- Task instructions
Given the records below, pull every line with the word "corn" into the answer.

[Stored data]
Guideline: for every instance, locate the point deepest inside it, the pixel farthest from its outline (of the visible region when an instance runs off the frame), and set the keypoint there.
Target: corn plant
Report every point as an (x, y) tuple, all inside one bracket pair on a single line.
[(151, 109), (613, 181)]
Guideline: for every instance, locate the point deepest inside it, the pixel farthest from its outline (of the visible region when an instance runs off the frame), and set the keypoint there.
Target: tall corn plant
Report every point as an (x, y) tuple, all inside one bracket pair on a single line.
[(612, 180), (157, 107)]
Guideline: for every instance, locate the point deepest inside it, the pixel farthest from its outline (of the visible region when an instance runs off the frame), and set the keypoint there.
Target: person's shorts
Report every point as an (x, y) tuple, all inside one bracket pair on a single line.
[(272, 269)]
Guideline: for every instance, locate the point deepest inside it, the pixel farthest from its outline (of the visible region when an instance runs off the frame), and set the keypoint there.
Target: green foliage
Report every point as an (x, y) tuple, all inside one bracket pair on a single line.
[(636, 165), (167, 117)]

---

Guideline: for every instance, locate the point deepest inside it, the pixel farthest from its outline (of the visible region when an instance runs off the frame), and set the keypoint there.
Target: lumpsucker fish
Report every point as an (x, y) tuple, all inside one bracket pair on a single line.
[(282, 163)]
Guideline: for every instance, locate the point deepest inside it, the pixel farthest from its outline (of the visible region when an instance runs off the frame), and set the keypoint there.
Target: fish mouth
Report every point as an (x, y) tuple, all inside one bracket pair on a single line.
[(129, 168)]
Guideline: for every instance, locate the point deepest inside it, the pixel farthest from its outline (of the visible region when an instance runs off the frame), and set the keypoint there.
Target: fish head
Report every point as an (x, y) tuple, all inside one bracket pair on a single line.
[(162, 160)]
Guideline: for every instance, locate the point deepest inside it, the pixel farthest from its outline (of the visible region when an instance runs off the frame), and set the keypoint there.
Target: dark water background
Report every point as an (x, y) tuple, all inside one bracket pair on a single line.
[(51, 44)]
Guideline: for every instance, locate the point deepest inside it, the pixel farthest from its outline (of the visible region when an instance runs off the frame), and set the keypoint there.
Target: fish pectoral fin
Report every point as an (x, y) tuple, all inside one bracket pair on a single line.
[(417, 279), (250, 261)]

- Expected answer
Target: corn plant
Target: tall corn plant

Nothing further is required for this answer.